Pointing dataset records
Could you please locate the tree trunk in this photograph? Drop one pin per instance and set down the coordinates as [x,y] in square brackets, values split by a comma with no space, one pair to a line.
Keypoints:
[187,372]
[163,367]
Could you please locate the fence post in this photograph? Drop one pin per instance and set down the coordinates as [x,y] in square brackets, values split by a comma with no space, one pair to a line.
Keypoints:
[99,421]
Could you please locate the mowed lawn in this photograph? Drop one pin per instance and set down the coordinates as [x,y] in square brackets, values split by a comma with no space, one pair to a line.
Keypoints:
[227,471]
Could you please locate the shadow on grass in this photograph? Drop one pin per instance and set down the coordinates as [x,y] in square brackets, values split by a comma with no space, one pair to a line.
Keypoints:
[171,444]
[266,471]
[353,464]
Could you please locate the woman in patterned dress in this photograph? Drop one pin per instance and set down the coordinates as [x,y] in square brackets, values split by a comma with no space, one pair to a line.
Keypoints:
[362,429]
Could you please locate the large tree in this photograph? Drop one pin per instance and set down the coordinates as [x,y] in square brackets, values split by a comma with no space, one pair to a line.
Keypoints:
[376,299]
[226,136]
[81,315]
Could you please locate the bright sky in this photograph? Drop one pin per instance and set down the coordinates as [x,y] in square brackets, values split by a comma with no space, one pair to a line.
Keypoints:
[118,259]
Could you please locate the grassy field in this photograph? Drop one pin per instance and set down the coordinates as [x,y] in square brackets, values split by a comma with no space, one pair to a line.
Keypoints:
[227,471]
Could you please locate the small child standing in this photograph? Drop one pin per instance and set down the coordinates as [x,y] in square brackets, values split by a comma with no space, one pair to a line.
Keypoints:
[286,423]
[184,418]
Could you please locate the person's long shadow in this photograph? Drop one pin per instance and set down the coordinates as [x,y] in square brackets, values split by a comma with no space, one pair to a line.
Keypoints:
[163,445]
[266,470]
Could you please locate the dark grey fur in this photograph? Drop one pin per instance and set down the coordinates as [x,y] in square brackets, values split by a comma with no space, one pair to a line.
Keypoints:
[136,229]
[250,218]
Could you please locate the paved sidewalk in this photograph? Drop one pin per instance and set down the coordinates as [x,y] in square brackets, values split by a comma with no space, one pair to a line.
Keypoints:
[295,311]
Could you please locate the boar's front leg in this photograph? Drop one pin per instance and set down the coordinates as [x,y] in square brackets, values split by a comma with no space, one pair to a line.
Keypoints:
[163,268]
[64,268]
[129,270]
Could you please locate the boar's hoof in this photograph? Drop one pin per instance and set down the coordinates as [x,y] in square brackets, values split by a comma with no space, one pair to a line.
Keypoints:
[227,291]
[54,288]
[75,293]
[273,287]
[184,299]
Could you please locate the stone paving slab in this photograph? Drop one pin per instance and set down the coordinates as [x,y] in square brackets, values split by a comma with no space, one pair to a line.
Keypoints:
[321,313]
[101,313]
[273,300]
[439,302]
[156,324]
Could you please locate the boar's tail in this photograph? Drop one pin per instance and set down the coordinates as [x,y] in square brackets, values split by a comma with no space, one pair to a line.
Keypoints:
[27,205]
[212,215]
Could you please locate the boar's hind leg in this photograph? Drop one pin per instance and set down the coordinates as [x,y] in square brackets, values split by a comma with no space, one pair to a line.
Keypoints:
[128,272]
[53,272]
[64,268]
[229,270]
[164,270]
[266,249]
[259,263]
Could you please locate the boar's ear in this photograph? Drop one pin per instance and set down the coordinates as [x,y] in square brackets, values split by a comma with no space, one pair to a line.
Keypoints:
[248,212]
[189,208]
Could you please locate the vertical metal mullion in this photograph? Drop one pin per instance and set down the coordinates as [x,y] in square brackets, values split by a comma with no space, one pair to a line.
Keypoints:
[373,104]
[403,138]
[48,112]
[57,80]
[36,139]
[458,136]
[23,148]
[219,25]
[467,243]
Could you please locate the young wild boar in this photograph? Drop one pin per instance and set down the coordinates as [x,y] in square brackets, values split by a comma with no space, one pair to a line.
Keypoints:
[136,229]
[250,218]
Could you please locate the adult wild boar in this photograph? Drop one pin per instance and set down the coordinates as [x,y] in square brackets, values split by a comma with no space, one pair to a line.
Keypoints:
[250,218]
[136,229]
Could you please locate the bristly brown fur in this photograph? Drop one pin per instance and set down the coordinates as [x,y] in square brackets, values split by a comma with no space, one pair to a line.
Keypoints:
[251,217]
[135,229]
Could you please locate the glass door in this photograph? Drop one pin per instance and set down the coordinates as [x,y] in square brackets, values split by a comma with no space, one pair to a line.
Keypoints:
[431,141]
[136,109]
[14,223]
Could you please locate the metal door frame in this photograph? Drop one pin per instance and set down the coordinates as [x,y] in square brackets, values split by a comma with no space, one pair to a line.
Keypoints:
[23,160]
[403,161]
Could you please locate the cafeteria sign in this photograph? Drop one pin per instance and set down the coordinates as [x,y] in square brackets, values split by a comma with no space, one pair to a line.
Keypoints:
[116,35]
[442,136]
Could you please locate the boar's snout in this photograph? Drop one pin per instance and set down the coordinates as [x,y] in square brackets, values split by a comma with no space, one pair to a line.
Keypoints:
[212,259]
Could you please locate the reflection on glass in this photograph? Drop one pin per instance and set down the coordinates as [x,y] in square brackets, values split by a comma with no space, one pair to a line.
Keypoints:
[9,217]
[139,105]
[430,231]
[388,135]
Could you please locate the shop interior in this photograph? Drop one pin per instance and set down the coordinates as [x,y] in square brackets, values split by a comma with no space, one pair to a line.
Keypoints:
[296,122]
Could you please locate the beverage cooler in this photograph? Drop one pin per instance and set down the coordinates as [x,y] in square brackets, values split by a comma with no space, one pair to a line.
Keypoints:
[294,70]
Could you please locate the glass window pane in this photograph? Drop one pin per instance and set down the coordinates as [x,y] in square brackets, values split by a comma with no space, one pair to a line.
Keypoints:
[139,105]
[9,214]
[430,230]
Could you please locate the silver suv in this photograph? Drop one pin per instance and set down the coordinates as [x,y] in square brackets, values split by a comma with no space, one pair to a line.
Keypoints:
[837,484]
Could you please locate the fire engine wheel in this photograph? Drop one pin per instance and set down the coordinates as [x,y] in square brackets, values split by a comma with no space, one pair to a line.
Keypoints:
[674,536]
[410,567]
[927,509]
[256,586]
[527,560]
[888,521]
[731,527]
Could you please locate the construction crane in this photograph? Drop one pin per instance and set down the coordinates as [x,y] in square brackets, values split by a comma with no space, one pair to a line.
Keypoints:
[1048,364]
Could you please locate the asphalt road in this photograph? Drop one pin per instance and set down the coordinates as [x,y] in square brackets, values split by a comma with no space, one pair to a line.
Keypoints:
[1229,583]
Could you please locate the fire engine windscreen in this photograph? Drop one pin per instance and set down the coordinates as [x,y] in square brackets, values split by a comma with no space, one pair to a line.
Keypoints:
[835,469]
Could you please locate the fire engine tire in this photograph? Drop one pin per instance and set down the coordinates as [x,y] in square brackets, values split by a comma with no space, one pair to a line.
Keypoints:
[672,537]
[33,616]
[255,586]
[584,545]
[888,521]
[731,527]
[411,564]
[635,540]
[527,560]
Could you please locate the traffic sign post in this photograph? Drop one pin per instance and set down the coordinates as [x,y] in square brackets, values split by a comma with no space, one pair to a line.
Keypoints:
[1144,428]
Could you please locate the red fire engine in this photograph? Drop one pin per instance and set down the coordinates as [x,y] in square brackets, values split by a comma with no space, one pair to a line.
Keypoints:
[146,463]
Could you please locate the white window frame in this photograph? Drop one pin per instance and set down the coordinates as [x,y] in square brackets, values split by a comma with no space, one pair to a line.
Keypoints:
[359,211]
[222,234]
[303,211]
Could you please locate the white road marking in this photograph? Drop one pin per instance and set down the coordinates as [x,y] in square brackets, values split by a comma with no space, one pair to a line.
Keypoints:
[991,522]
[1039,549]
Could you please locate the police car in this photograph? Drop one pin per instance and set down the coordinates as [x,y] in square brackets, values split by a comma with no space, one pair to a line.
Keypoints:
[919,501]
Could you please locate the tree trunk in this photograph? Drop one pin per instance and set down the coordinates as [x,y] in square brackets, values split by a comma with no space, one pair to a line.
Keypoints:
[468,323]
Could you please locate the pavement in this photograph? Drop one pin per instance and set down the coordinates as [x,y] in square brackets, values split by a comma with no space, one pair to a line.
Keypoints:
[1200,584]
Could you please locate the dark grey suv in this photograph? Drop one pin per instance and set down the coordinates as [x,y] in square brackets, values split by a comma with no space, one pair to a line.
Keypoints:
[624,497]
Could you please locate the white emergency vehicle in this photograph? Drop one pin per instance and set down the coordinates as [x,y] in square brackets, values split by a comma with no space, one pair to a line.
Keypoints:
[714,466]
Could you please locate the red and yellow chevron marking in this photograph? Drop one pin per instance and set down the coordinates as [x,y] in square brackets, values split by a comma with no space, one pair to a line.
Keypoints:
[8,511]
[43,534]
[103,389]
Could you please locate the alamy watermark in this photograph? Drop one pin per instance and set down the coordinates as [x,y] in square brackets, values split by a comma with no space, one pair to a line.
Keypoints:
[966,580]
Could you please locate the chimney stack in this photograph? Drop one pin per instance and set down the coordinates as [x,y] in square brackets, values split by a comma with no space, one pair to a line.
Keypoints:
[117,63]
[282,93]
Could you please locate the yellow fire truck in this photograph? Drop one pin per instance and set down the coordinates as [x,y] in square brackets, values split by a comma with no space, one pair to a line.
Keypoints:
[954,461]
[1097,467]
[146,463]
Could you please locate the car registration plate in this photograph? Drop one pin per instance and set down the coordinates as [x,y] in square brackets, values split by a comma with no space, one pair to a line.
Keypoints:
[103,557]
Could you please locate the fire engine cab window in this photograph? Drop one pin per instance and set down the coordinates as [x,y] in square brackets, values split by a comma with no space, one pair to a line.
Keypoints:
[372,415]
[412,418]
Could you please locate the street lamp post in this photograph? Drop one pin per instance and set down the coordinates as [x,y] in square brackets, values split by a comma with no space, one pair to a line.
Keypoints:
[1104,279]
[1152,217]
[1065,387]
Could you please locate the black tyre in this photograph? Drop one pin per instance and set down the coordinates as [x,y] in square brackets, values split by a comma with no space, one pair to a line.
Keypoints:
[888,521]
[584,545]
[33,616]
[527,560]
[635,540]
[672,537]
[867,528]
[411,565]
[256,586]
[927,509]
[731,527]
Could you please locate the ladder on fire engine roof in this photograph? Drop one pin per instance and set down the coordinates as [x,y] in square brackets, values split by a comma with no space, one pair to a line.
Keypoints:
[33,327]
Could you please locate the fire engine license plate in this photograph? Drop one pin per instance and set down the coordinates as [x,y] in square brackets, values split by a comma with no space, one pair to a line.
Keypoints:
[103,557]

Exercise
Word for word, quote the lines from the line containing "Could you please locate the black" through the end of the material, both included, and nothing else.

Result of this exercise
Could you please locate the black tyre in this photograph? Drop one pin per instance and set down the coordinates as [x,y] in square brackets, values split by a comma with no space, one pair to a line.
Keypoints:
[888,521]
[584,545]
[33,616]
[527,560]
[635,540]
[672,537]
[867,528]
[411,565]
[256,586]
[927,509]
[731,527]
Could you please locate the ladder on fire engine roof in this photograph? Drop one pin per instance and set down the coordinates as [x,y] in square brackets, values split by a comma with no space, one pair to a line.
Keypoints:
[33,327]
Could you please locate the fire engine license plate in this photograph? Drop one pin per instance and set down the coordinates as [x,y] in square brackets, values split by a comma with no space, one pair to a line.
Keypoints:
[103,557]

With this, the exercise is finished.